Every line from the one with "For the yellow" through the end of the records below should be restated word for word, and nothing outside that span.

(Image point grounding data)
- - - - -
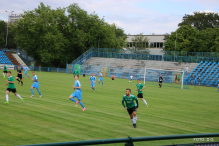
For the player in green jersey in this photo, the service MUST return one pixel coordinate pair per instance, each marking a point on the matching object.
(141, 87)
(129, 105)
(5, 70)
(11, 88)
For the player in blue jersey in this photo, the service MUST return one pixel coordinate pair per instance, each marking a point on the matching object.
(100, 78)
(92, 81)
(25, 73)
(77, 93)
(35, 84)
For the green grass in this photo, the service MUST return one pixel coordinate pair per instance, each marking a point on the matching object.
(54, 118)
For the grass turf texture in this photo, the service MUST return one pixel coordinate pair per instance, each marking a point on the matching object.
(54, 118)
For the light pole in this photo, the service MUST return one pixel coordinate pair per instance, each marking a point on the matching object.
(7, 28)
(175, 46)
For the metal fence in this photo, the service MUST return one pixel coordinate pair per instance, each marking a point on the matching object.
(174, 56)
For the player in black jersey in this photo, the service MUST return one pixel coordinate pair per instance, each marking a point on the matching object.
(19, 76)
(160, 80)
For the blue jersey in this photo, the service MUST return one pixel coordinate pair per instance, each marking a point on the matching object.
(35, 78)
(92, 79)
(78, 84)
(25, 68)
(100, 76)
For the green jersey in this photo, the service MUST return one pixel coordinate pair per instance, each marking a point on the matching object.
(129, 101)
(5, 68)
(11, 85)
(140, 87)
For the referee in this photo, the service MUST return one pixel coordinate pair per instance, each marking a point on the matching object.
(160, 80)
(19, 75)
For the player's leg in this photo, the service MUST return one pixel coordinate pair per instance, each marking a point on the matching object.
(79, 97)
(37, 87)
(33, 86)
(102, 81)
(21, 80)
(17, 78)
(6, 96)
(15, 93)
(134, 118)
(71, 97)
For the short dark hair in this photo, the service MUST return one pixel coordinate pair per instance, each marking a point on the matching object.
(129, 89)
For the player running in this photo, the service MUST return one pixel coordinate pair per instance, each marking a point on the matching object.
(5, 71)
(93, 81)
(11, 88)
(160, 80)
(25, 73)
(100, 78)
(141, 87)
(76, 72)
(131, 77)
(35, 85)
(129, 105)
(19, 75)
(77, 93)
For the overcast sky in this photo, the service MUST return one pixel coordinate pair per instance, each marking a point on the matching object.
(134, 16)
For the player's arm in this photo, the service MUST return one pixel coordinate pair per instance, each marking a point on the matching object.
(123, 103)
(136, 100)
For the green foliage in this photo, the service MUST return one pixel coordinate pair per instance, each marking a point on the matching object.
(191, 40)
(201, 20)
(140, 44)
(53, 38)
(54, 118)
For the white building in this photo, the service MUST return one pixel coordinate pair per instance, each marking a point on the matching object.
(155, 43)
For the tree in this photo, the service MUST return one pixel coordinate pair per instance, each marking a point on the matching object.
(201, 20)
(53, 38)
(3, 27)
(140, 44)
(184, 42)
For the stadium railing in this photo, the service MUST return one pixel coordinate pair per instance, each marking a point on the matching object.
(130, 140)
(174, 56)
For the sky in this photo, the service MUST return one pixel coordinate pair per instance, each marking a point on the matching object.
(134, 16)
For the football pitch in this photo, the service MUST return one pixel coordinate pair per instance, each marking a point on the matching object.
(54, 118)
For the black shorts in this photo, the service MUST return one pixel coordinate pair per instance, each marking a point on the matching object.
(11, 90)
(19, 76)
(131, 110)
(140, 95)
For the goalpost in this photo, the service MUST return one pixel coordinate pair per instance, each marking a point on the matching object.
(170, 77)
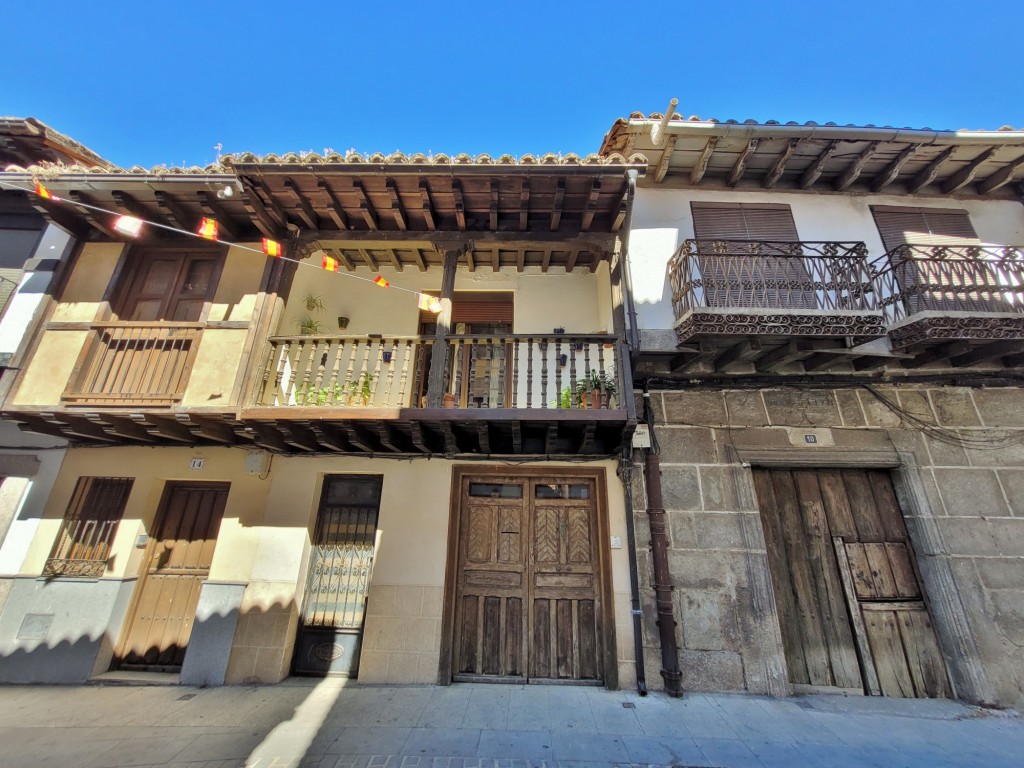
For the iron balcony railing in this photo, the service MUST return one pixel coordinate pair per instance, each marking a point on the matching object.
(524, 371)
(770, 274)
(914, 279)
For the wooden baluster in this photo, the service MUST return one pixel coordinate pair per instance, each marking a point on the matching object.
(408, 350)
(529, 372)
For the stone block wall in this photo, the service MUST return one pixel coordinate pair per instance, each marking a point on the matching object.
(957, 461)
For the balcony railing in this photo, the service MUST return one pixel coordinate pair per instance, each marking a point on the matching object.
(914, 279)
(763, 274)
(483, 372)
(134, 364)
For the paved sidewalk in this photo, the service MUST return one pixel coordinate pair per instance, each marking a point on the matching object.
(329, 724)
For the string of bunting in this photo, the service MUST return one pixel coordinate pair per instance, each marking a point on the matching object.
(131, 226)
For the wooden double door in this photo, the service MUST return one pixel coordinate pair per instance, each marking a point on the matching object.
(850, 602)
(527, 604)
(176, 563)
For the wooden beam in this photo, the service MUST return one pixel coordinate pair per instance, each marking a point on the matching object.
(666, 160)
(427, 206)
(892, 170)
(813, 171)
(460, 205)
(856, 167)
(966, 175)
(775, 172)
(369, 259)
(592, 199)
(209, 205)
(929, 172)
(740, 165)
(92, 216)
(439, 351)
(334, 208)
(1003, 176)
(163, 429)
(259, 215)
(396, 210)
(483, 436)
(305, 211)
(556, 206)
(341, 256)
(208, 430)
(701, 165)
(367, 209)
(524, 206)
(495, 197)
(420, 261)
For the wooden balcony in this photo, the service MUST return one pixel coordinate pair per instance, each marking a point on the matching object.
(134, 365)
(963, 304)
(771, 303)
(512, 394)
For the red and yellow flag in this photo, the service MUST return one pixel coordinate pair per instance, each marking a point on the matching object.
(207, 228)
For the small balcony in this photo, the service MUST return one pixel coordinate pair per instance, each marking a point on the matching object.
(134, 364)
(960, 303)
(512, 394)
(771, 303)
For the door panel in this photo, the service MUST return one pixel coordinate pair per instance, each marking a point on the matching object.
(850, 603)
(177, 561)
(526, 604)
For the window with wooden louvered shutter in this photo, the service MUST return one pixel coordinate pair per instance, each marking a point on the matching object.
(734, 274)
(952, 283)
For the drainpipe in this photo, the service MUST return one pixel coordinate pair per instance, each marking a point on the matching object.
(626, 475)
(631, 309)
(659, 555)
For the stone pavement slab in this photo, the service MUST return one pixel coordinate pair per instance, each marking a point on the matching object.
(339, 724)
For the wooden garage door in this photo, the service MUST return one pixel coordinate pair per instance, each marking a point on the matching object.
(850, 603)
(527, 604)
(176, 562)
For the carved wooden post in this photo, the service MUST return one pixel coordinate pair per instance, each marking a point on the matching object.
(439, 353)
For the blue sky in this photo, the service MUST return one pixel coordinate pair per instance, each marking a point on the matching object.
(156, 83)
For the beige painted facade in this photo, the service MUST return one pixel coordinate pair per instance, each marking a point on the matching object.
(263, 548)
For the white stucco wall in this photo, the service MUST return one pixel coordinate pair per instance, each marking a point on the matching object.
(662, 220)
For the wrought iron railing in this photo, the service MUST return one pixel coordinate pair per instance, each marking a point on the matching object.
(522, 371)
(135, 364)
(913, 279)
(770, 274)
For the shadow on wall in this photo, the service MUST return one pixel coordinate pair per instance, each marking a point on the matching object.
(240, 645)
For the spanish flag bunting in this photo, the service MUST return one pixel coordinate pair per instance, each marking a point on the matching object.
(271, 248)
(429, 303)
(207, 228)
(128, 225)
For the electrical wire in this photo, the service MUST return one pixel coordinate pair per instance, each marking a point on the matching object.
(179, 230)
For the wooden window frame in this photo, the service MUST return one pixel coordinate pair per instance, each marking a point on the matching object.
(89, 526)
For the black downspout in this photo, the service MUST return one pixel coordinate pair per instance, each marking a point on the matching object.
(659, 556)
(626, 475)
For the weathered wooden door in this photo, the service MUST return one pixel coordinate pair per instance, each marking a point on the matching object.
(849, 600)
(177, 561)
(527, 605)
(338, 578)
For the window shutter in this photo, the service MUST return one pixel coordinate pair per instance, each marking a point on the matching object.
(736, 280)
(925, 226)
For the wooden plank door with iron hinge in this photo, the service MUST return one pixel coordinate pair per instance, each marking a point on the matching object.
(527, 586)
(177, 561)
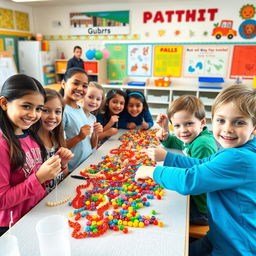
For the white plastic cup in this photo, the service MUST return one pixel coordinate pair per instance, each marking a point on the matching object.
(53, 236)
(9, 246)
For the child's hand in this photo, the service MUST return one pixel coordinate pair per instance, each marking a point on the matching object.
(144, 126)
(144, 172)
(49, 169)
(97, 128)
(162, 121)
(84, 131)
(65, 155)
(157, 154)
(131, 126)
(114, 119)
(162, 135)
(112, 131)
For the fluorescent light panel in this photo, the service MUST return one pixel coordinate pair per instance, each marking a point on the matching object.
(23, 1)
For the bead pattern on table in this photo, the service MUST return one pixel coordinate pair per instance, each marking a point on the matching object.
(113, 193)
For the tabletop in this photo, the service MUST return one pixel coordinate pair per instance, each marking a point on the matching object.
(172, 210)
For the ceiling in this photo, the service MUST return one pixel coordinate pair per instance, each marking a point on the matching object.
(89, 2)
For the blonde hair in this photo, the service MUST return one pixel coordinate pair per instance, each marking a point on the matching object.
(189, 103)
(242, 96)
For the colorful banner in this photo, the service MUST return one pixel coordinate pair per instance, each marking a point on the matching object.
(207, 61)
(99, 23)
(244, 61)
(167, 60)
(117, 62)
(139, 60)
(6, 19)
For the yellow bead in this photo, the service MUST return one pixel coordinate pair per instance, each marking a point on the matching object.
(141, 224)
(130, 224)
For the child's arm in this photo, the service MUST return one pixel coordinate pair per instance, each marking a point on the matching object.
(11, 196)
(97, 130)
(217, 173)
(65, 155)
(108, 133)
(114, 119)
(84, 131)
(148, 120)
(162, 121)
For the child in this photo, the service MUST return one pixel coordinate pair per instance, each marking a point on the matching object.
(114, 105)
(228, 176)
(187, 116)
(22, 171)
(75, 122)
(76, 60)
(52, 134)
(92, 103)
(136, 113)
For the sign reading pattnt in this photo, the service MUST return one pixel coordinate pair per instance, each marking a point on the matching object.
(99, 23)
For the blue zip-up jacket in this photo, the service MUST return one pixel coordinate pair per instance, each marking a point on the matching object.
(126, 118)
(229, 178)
- - - - -
▶ **RESULT OF THIS TASK**:
For the yellow bead in this photo, the service MUST return one pixel coordinate pair per instance, each marking a point on the matching object.
(141, 224)
(130, 224)
For the child's arm in this photo, the service MUST return one pixel coordinate pair per instance, each marking a point on the matching object.
(11, 196)
(97, 130)
(217, 173)
(65, 155)
(108, 133)
(114, 119)
(84, 131)
(148, 120)
(162, 121)
For the child in this photo, the service MUST return one pixel coordinate pair per instance, each marking a point on the matching object.
(114, 105)
(228, 176)
(187, 116)
(22, 171)
(75, 122)
(76, 60)
(52, 134)
(92, 103)
(136, 113)
For the sign reading pattnt in this photo, the service MUST return one pixel coordinate pair per instance, each marking a point on the matching object.
(99, 23)
For the blue zip-up jacket in this photo, the service MUST return one pixel coordinate pair per instance, each marking a point on the matching object.
(126, 118)
(229, 178)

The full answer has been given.